[Zu erledigen]:
[a] Schreib aus der Opernkritik den Teil ab, der mit „Mit allem Zauber- und“ anfängt und mit „mit Buhs empfangen.“ aufhört.
[b] Beantworte mit Hilfe der Opernkritik diese Fragen:
(i) Welche Festspiele hat der „Lohengrin“ eröffnet?
(ii) Wer wurde ziemlich einheitlich mit Buhs empfangen?
(iii) Am Pult welches Orchesters steht Kent Nagano?
[c] Im Satz der Opernkritik, der mit „Dazu gibt es“ beginnt, werden vor dem Gedankenstrich einige Dinge aufgezählt. Nenne sie alle.

[Textausschnitt]:
Das alles ist die neue Sichtweise von Regisseur Richard Jones und Ausstatter Ultz auf Wagners „Lohengrin”, der am gestrigen Sonntag die Münchner Opernfestspiele eröffnete. Warum nur? Vielleicht weil letztere unter dem Motto „under construction” Oper als permanente und produktive Baustelle stehen? Weil Wagner auf Leitmotiven wie auf kleinsten Bausteinen seinen ureigensten Stil entwickelte? Oder steht gar in Brabant die Eigenheimförderung an erster Stelle? Möglich auch, dass der Gralsritter eigenes Vermögen lieber ins Dach über dem Kopf steckt als in wackelige irdische Wertanlagen. Kurz gesagt: Die Grundidee dieser Neuproduktion gibt keine wirklich spannenden Ansätze her. Die zupackende Elsa des ersten Aktes, die vermeintlich zielstrebig eine neue Gesellschaft bauen will, gleitet ins Biedere ab. Dazu gibt es ein paar politische Anspielungen, Monitore, die Heerrufer wie Eheunterschrift übertragen, auch mal einen Hahn zum Tagesanbruch, ein Wagnersches Wahnfried-Zitat zum eigenen Bayreuther Eigenheim - und am Schluss erschießen sich alle außer Elsa und den wieder herbeigezauberten Gottfried. Warum, weiß nicht mal der Schwan.

Mit allem Zauber- und Märchenhaften kommt diese Inszenierung sowieso nicht klar - ebenso wenig wie mit den zentralen Fragen nach Glauben-Können und Wissen-Müssen, nach dem Annehmen von Fremden, nach bedingungsloser oder blinder Liebe. Soviel Spannendes, Kontroverses steckt in dieser „romantischen Oper” - auch der Wunsch der Entstehungszeit nach einem rettenden und einenden Erlöser. An diesem Abend werden solche Fragen nicht mal angesprochen. Und gerade deshalb hat diese an sich eher langweilige Produktion ohne echte Denkanstöße den Skandal eigentlich gar nicht verdient, den sie auslöste. Von “Steuerverschwendung” bis „scheußlich” reichten die empört gebrüllten Kommentare, das Produktionsteam wurde ziemlich einheitlich mit Buhs empfangen.

Bleiben wir also bei der Musik, die sich im Gegensatz zur Szene äußerst festspielwürdig präsentierte. Kent Nagano am Pult des Bayerischen Staatsorchesters zaubert filigrane Klanggemälde voll zarter Zerbrechlichkeit, fegt aber auch (etwa im Vorspiel des dritten Aufzugs) wie ein Wirbelwind über die Partitur. Im zweiten Akt wackelt es mal ein wenig im Tempo - auch im Chor. Das aber fällt nicht in Gewicht, vor allem, weil letzterer großartig stimmgewaltig auftrumpft.

[Entnommene Daten]:
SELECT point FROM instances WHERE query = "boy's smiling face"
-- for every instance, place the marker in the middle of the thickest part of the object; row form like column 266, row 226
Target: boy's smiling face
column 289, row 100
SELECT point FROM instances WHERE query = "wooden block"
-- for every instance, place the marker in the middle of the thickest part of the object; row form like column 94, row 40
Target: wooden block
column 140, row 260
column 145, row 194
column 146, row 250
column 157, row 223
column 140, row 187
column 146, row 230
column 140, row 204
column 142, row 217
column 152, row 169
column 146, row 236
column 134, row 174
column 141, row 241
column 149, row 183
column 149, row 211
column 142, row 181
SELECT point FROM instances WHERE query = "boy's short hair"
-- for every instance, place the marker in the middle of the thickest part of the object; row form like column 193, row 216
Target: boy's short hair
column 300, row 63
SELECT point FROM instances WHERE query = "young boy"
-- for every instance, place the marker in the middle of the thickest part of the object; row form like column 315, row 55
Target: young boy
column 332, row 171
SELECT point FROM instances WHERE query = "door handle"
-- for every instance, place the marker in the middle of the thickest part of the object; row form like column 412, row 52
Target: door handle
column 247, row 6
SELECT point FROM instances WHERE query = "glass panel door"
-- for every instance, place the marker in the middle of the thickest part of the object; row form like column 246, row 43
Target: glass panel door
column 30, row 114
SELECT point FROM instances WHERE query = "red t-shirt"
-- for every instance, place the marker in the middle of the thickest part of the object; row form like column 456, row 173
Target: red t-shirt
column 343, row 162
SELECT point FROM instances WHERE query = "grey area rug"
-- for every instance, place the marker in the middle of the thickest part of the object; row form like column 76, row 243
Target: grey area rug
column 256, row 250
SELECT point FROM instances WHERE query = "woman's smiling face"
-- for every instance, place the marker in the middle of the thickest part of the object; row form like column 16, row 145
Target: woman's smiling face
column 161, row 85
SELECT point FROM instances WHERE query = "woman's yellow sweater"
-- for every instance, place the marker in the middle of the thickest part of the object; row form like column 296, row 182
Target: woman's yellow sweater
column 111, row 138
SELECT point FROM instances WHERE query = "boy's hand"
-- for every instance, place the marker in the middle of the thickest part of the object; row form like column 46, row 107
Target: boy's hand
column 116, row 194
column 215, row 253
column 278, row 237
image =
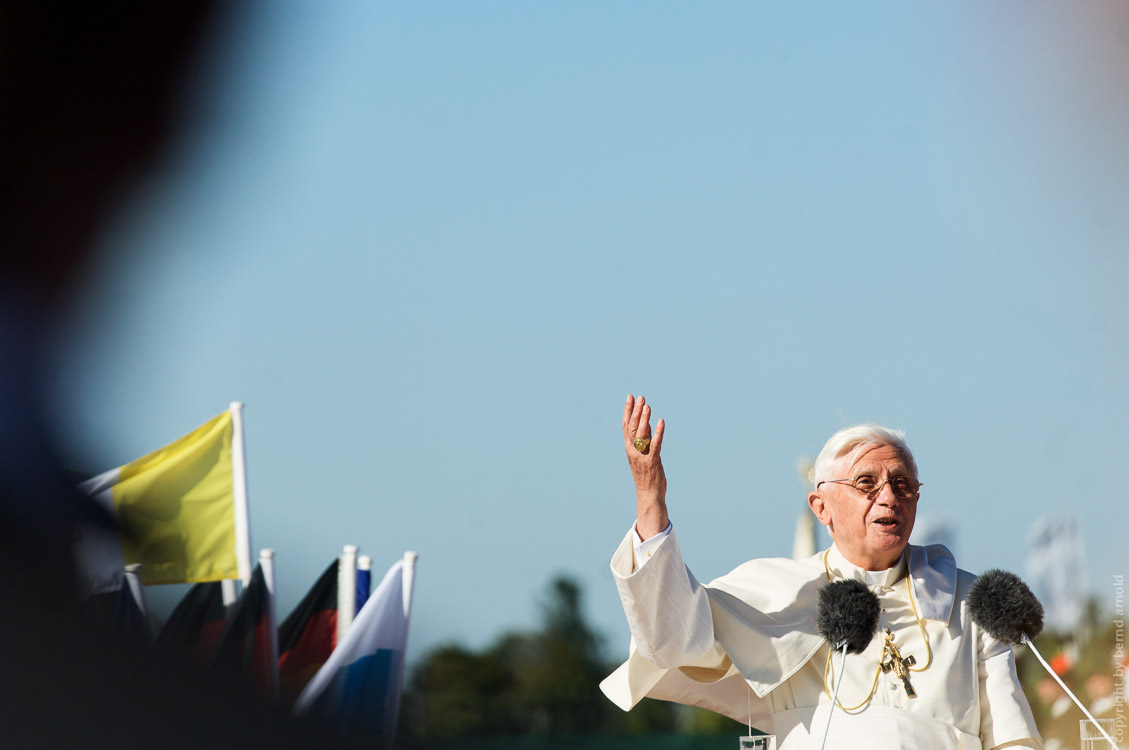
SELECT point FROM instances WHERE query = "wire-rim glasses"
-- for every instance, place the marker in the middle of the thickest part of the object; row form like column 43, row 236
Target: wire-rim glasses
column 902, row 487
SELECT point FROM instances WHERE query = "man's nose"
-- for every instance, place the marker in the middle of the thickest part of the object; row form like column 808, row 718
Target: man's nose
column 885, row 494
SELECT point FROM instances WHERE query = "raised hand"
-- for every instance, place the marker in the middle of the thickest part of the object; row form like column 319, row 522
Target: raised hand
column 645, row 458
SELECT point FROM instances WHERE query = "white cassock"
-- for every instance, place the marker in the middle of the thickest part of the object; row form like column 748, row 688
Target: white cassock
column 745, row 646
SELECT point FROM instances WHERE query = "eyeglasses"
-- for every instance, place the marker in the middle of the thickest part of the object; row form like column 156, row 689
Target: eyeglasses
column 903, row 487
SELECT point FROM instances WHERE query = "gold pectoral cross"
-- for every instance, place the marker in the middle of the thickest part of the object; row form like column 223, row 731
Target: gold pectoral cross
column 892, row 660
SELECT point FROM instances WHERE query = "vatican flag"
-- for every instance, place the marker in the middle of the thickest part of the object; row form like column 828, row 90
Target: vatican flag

[Lösungen]:
[a]
Mit allem Zauber- und Märchenhaften kommt diese Inszenierung sowieso nicht klar - ebenso wenig wie mit den zentralen Fragen nach Glauben-Können und Wissen-Müssen, nach dem Annehmen von Fremden, nach bedingungsloser oder blinder Liebe. Soviel Spannendes, Kontroverses steckt in dieser „romantischen Oper” - auch der Wunsch der Entstehungszeit nach einem rettenden und einenden Erlöser. An diesem Abend werden solche Fragen nicht mal angesprochen. Und gerade deshalb hat diese an sich eher langweilige Produktion ohne echte Denkanstöße den Skandal eigentlich gar nicht verdient, den sie auslöste. Von “Steuerverschwendung” bis „scheußlich” reichten die empört gebrüllten Kommentare, das Produktionsteam wurde ziemlich einheitlich mit Buhs empfangen.

[b]
(i) Die Münchner Opernfestspiele.
(ii) Das Produktionsteam.
(iii) Am Pult des Bayerischen Staatsorchesters.

[c]
- ein paar politische Anspielungen
- Monitore, die Heerrufer wie Eheunterschrift übertragen
- einen Hahn zum Tagesanbruch
- ein Wagnersches Wahnfried-Zitat zum eigenen Bayreuther Eigenheim